*Exercise aim*.
A word-for-word copy of the lines below, starting at the line with "Pick out the white" and ending at the last one, is what you should give. Omit every picture.

*Items from a data source*.
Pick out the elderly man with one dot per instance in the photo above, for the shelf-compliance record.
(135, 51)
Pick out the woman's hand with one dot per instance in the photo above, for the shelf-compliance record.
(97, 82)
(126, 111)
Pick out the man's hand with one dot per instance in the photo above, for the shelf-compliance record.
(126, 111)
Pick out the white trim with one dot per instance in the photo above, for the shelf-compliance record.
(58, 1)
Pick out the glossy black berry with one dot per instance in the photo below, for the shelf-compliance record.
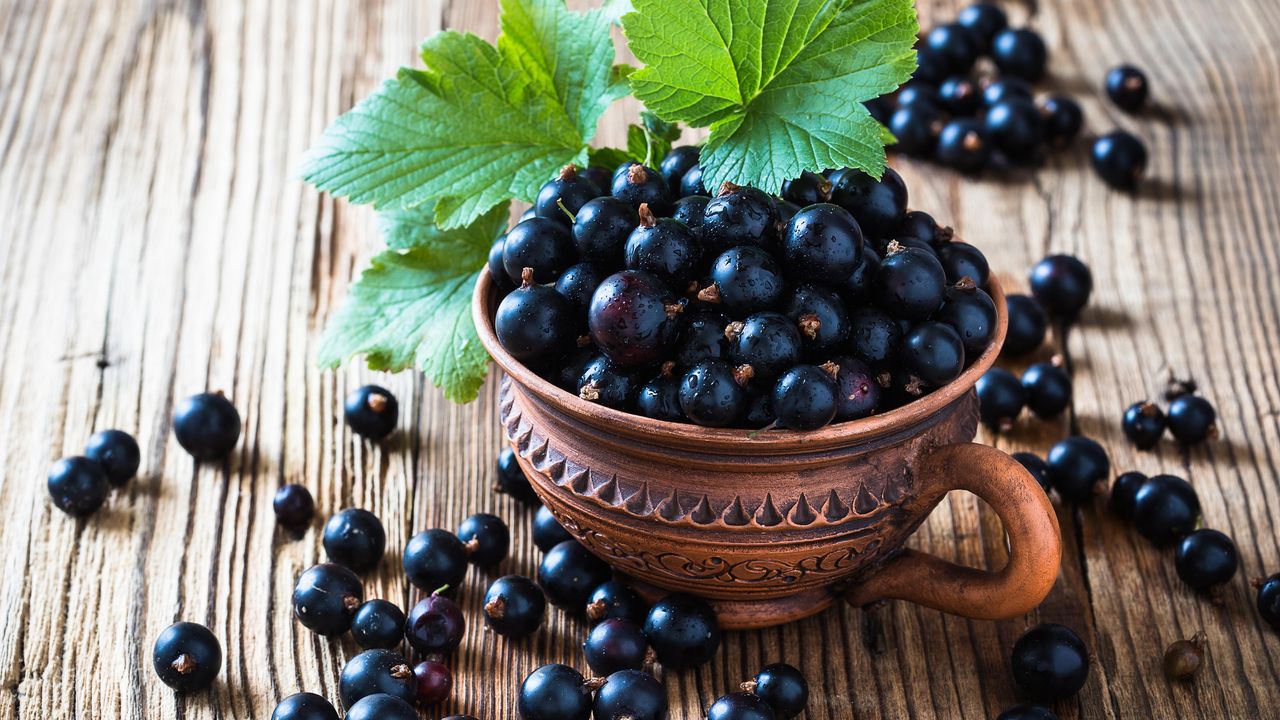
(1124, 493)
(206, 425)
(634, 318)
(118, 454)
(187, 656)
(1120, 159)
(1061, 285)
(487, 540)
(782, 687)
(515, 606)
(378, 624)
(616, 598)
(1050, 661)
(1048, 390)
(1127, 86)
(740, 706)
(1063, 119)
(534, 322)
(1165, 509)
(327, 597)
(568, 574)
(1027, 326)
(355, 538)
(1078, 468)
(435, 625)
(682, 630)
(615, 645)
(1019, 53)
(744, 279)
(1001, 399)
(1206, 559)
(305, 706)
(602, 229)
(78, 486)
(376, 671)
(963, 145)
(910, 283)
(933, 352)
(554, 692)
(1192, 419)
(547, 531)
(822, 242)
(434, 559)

*Solved exercise*.
Pick out the white trim with one dot per instance in the photo above, for the shelf-compliance record.
(58, 1)
Pick out the glossy black berry with one dot per instance in the photo below, for the shelf-compliance record.
(1124, 493)
(206, 425)
(634, 318)
(118, 454)
(187, 656)
(1120, 159)
(1061, 285)
(487, 540)
(782, 687)
(515, 606)
(378, 624)
(616, 598)
(1050, 661)
(1048, 390)
(1127, 86)
(740, 706)
(1063, 119)
(534, 322)
(1165, 509)
(327, 597)
(568, 574)
(1027, 326)
(355, 538)
(1078, 468)
(435, 625)
(682, 630)
(615, 645)
(1019, 53)
(744, 279)
(1001, 399)
(1206, 559)
(305, 706)
(602, 229)
(78, 486)
(376, 671)
(963, 145)
(910, 283)
(933, 352)
(554, 692)
(1192, 419)
(547, 531)
(822, 242)
(434, 559)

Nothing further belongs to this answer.